INSTRUCTIONS TO FOLLOW:
Would you retype all of these records exactly?

ENTRIES:
>> BEGIN

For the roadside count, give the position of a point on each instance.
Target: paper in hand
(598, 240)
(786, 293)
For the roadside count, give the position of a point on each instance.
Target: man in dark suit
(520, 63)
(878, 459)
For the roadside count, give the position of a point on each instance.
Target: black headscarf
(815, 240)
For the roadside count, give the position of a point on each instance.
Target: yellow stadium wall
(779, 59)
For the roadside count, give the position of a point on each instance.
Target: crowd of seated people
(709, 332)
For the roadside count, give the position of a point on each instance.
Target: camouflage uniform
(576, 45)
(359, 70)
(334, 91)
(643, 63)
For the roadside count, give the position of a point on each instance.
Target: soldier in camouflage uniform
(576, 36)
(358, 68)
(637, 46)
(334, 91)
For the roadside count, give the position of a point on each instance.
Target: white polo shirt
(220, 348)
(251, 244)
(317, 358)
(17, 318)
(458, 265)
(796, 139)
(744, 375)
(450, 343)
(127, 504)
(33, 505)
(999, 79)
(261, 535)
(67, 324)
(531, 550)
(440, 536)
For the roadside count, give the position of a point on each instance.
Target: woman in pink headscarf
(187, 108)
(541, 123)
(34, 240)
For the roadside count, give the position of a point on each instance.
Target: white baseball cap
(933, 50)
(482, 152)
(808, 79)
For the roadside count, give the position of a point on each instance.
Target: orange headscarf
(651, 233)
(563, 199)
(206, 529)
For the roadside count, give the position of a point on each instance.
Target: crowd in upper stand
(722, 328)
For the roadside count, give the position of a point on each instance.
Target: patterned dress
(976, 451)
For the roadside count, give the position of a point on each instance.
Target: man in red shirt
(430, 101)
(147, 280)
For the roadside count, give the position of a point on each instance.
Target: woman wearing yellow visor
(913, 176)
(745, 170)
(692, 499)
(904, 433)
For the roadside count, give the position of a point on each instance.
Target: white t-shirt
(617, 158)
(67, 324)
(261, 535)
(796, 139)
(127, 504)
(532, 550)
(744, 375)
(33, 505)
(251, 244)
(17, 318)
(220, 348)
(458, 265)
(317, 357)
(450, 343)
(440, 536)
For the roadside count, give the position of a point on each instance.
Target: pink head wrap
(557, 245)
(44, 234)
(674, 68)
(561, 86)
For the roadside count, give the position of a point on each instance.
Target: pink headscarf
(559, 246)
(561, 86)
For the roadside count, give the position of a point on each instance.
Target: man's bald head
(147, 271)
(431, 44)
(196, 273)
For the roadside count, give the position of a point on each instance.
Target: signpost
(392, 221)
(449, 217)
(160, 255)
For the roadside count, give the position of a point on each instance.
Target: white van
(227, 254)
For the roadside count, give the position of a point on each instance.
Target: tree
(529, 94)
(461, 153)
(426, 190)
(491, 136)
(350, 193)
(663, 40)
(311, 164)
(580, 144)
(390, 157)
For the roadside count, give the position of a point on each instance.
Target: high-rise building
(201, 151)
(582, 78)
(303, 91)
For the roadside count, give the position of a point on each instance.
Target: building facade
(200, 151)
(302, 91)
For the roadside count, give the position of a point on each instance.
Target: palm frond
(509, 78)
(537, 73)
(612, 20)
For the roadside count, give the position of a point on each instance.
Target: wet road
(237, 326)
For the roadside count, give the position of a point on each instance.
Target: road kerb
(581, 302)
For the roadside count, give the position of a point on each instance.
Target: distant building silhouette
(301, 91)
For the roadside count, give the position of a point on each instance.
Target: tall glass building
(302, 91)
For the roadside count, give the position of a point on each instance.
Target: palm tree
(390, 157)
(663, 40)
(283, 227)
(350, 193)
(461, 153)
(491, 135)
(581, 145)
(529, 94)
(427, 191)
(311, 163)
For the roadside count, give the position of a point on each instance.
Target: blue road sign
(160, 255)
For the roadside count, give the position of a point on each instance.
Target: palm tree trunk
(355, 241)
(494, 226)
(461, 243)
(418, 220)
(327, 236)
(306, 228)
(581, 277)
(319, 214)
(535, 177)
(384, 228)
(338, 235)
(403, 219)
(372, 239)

>> END

EXPECTED ANSWER:
For the roadside count, give the position of a point on each instance.
Target: paper in hand
(598, 240)
(786, 293)
For the roadside count, give the position of a point on each instance.
Target: man in dark suit
(520, 63)
(878, 459)
For the roadside count, give the position of a point on each instance.
Target: black headscarf
(815, 240)
For the roadside count, give the position of a point on each instance.
Target: yellow stadium wall
(779, 59)
For the roadside count, give the position of a point on each instance.
Target: crowd of seated people
(709, 332)
For the roadside count, give the position of a point on each instance.
Target: camouflage uniform
(576, 45)
(359, 70)
(334, 91)
(643, 63)
For the roadside count, give the position of a point on each instance.
Target: soldier in camouflage uniform
(576, 36)
(358, 68)
(637, 46)
(334, 91)
For the roadside count, give the position of a point on each instance.
Target: white polo shirt
(220, 348)
(251, 244)
(317, 358)
(17, 318)
(458, 265)
(796, 139)
(744, 375)
(450, 343)
(127, 504)
(33, 505)
(999, 79)
(261, 535)
(67, 324)
(531, 550)
(440, 536)
For the roadside count, give the position of a point on each instance.
Target: woman in pink headscarf
(187, 108)
(541, 123)
(34, 240)
For the roadside count, give the position of a point on each instance.
Target: white baseball cap
(933, 50)
(482, 152)
(808, 79)
For the roadside count, give the position of a point on each instance.
Target: orange headscarf
(651, 233)
(563, 199)
(206, 529)
For the roadside count, give the position of a point on each instance.
Target: crowd in upper stand
(722, 328)
For the roadside count, give the position of a point on each instance.
Target: patterned dress
(976, 451)
For the roadside count, give the position of a point on each instance.
Target: man in red shirt
(430, 101)
(147, 280)
For the roadside count, give the position of a point on each instance.
Target: woman wearing yellow visor
(913, 176)
(745, 170)
(692, 499)
(904, 433)
For the roadside count, give the position of a point on each instance.
Target: white t-shirt
(617, 158)
(67, 324)
(261, 535)
(796, 139)
(127, 504)
(532, 550)
(744, 375)
(33, 505)
(251, 244)
(17, 318)
(220, 348)
(458, 265)
(317, 357)
(450, 343)
(440, 536)
For the roadside count, give the position of a point on each instance.
Target: pink head wrap
(557, 245)
(44, 234)
(674, 68)
(561, 86)
For the roadside count, give the position of a point on each instance.
Target: pink headscarf
(559, 246)
(561, 86)
For the roadside count, give the position of a point on each instance.
Target: man's bald head
(147, 271)
(431, 44)
(196, 273)
For the roadside count, give the position of a point on each instance.
Target: signpost
(392, 221)
(449, 217)
(160, 255)
For the roadside count, give the position of a point on each instance.
Target: white van
(227, 254)
For the roadside count, give the position of a point on each instance.
Target: tree
(529, 94)
(461, 153)
(426, 190)
(491, 136)
(350, 193)
(663, 40)
(311, 164)
(580, 144)
(390, 157)
For the roadside count, give the position of a point on each instance.
Target: high-rise building
(201, 151)
(582, 78)
(303, 91)
For the roadside count, give the position of a point on each instance.
Target: building facade
(200, 151)
(302, 91)
For the roadside count, give the position of a point on each instance.
Target: palm frond
(509, 78)
(537, 73)
(612, 20)
For the roadside count, give the position of a point on each instance.
Target: wet road
(237, 326)
For the roadside count, give the position of a point on each instance.
Target: road kerb
(581, 302)
For the roadside count, give the position of a point on each instance.
Target: distant building silhouette
(301, 91)
For the roadside count, give the position of a point on each instance.
Target: tall glass building
(302, 91)
For the roadside count, give the position of a point on each instance.
Target: palm tree
(390, 157)
(663, 40)
(283, 227)
(350, 193)
(461, 153)
(491, 135)
(581, 145)
(529, 94)
(427, 191)
(311, 163)
For the roadside count, give the position of a point on each instance.
Target: blue road sign
(160, 255)
For the roadside count, give the position of a point on each instance.
Target: palm tree trunk
(355, 241)
(494, 226)
(461, 243)
(418, 220)
(327, 236)
(306, 228)
(581, 277)
(319, 214)
(535, 177)
(384, 228)
(338, 235)
(403, 219)
(372, 239)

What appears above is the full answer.